:: EXTRACTED INFORMATION

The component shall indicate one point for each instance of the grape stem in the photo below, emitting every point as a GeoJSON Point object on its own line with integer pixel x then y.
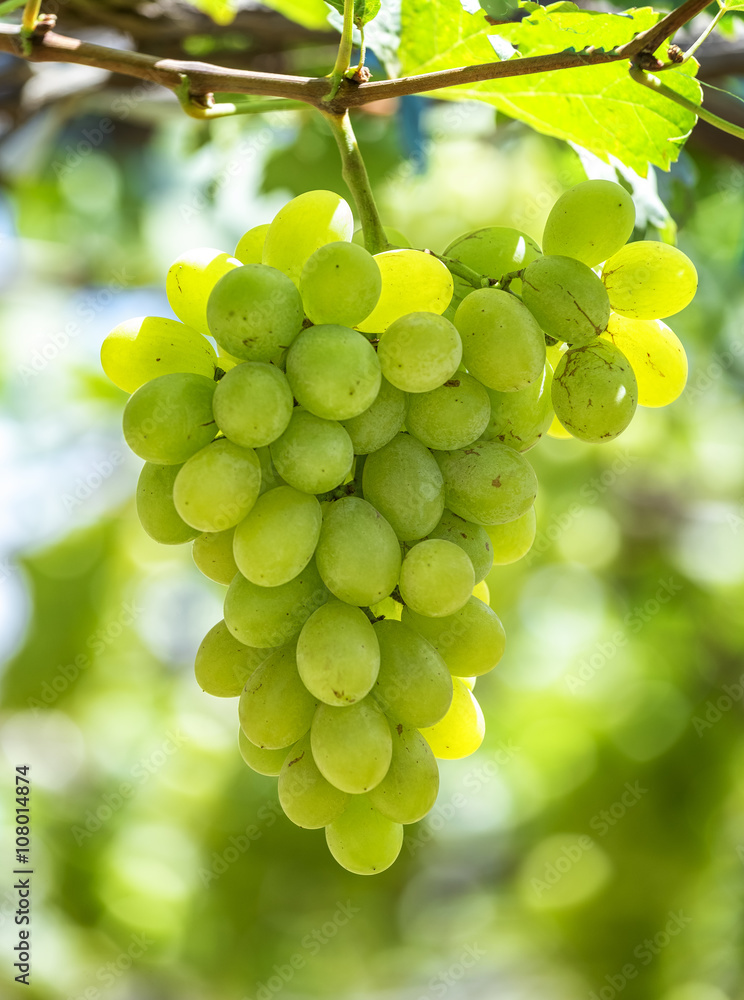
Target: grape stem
{"type": "Point", "coordinates": [357, 180]}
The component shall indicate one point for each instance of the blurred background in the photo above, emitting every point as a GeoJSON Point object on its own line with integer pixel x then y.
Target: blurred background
{"type": "Point", "coordinates": [595, 844]}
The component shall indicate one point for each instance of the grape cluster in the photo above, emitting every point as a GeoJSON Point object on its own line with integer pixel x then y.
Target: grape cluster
{"type": "Point", "coordinates": [350, 464]}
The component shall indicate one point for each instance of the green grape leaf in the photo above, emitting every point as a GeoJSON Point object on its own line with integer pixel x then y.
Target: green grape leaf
{"type": "Point", "coordinates": [597, 107]}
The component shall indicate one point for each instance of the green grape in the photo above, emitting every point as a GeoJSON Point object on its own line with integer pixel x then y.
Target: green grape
{"type": "Point", "coordinates": [403, 482]}
{"type": "Point", "coordinates": [487, 483]}
{"type": "Point", "coordinates": [649, 280]}
{"type": "Point", "coordinates": [190, 281]}
{"type": "Point", "coordinates": [213, 555]}
{"type": "Point", "coordinates": [595, 392]}
{"type": "Point", "coordinates": [223, 664]}
{"type": "Point", "coordinates": [436, 578]}
{"type": "Point", "coordinates": [352, 746]}
{"type": "Point", "coordinates": [362, 840]}
{"type": "Point", "coordinates": [590, 222]}
{"type": "Point", "coordinates": [170, 418]}
{"type": "Point", "coordinates": [494, 251]}
{"type": "Point", "coordinates": [514, 539]}
{"type": "Point", "coordinates": [358, 555]}
{"type": "Point", "coordinates": [250, 245]}
{"type": "Point", "coordinates": [471, 641]}
{"type": "Point", "coordinates": [394, 236]}
{"type": "Point", "coordinates": [461, 731]}
{"type": "Point", "coordinates": [155, 507]}
{"type": "Point", "coordinates": [253, 404]}
{"type": "Point", "coordinates": [502, 345]}
{"type": "Point", "coordinates": [254, 313]}
{"type": "Point", "coordinates": [313, 455]}
{"type": "Point", "coordinates": [333, 371]}
{"type": "Point", "coordinates": [452, 416]}
{"type": "Point", "coordinates": [270, 616]}
{"type": "Point", "coordinates": [277, 539]}
{"type": "Point", "coordinates": [409, 789]}
{"type": "Point", "coordinates": [567, 299]}
{"type": "Point", "coordinates": [412, 281]}
{"type": "Point", "coordinates": [519, 419]}
{"type": "Point", "coordinates": [380, 422]}
{"type": "Point", "coordinates": [275, 708]}
{"type": "Point", "coordinates": [143, 348]}
{"type": "Point", "coordinates": [655, 354]}
{"type": "Point", "coordinates": [471, 538]}
{"type": "Point", "coordinates": [340, 284]}
{"type": "Point", "coordinates": [338, 655]}
{"type": "Point", "coordinates": [217, 487]}
{"type": "Point", "coordinates": [307, 799]}
{"type": "Point", "coordinates": [413, 686]}
{"type": "Point", "coordinates": [303, 226]}
{"type": "Point", "coordinates": [260, 760]}
{"type": "Point", "coordinates": [419, 351]}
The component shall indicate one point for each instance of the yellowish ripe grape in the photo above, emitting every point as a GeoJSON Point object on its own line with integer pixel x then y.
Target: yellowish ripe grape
{"type": "Point", "coordinates": [412, 281]}
{"type": "Point", "coordinates": [462, 729]}
{"type": "Point", "coordinates": [655, 354]}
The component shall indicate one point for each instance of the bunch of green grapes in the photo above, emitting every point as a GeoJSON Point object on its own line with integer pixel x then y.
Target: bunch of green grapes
{"type": "Point", "coordinates": [341, 437]}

::::

EXERCISE OBJECTIVE: Can you give every record above as a two-column CSV with the columns text and answer, one row per record, with each field in double quotes and its line breaks turned into spaces? Leave the pictures out.

WRITTEN RESPONSE:
text,answer
"The component shall indicate one point for each instance of the grape stem in the photo below, emitting every point as a GeoJSON Point object on its own line with integer pixel x then y. Target: grape stem","{""type"": ""Point"", ""coordinates"": [357, 180]}"
"The component shall indicate one point for each instance of the blurred background in the photo above, emitting every point as a GeoJSON Point object on its own line with integer pixel x then y. Target: blurred background","{""type"": ""Point"", ""coordinates"": [595, 844]}"
"The component shall indicate one point for each instance of the grape cluster in the photo above, emitting every point as a GeoJSON Point object on its own line with integer pixel x then y. Target: grape cluster","{""type"": ""Point"", ""coordinates"": [350, 464]}"
"The component shall indicate one point for each instance of the green grape leaf in the photo above, emitting every point as a GeoJSON Point object on its own line with integer pixel x then y. Target: green grape leaf","{""type"": ""Point"", ""coordinates"": [597, 107]}"
"The component shall indicate one point for each instance of the green grape in the photo above, emitting every point as a GeoJSON Point object on its own line with integer pixel x then y. Target: green grape","{""type"": ""Point"", ""coordinates"": [403, 482]} {""type"": ""Point"", ""coordinates"": [487, 483]} {""type"": ""Point"", ""coordinates"": [649, 280]} {""type"": ""Point"", ""coordinates"": [190, 281]} {""type"": ""Point"", ""coordinates"": [213, 555]} {""type"": ""Point"", ""coordinates"": [595, 392]} {""type"": ""Point"", ""coordinates"": [223, 664]} {""type"": ""Point"", ""coordinates"": [436, 578]} {""type"": ""Point"", ""coordinates"": [352, 746]} {""type"": ""Point"", ""coordinates"": [362, 840]} {""type"": ""Point"", ""coordinates"": [590, 222]} {""type"": ""Point"", ""coordinates"": [170, 418]} {""type"": ""Point"", ""coordinates"": [494, 251]} {""type"": ""Point"", ""coordinates"": [514, 539]} {""type"": ""Point"", ""coordinates"": [358, 555]} {""type"": ""Point"", ""coordinates"": [250, 245]} {""type"": ""Point"", ""coordinates"": [471, 641]} {""type"": ""Point"", ""coordinates"": [394, 236]} {""type"": ""Point"", ""coordinates"": [461, 731]} {""type"": ""Point"", ""coordinates"": [155, 507]} {""type"": ""Point"", ""coordinates"": [253, 404]} {""type"": ""Point"", ""coordinates"": [502, 345]} {""type"": ""Point"", ""coordinates"": [254, 313]} {""type"": ""Point"", ""coordinates"": [313, 455]} {""type"": ""Point"", ""coordinates"": [333, 371]} {""type"": ""Point"", ""coordinates"": [452, 416]} {""type"": ""Point"", ""coordinates"": [270, 616]} {""type"": ""Point"", ""coordinates"": [277, 539]} {""type"": ""Point"", ""coordinates"": [409, 789]} {""type"": ""Point"", ""coordinates"": [567, 299]} {""type"": ""Point"", ""coordinates"": [412, 281]} {""type"": ""Point"", ""coordinates"": [519, 419]} {""type"": ""Point"", ""coordinates"": [380, 422]} {""type"": ""Point"", ""coordinates"": [275, 708]} {""type"": ""Point"", ""coordinates"": [143, 348]} {""type"": ""Point"", ""coordinates"": [655, 354]} {""type"": ""Point"", ""coordinates"": [471, 538]} {""type"": ""Point"", ""coordinates"": [340, 284]} {""type"": ""Point"", ""coordinates"": [338, 655]} {""type"": ""Point"", ""coordinates"": [217, 487]} {""type"": ""Point"", ""coordinates"": [307, 799]} {""type"": ""Point"", ""coordinates"": [413, 686]} {""type"": ""Point"", ""coordinates"": [303, 226]} {""type"": ""Point"", ""coordinates"": [260, 760]} {""type"": ""Point"", ""coordinates"": [419, 351]}"
"The component shall indicate one point for each instance of the yellowish ripe grape in the photo above, emitting every point as a GeoJSON Point object on its own line with integer pixel x then y. Target: yellowish ripe grape","{""type"": ""Point"", ""coordinates"": [412, 281]} {""type"": ""Point"", ""coordinates"": [462, 729]} {""type"": ""Point"", ""coordinates"": [655, 354]}"
"The component shall indicate one point for each instance of the bunch of green grapes in the photo above, emitting every point as a GeoJSON Point object on its own line with integer pixel x then y. Target: bunch of green grapes","{""type"": ""Point"", ""coordinates"": [341, 437]}"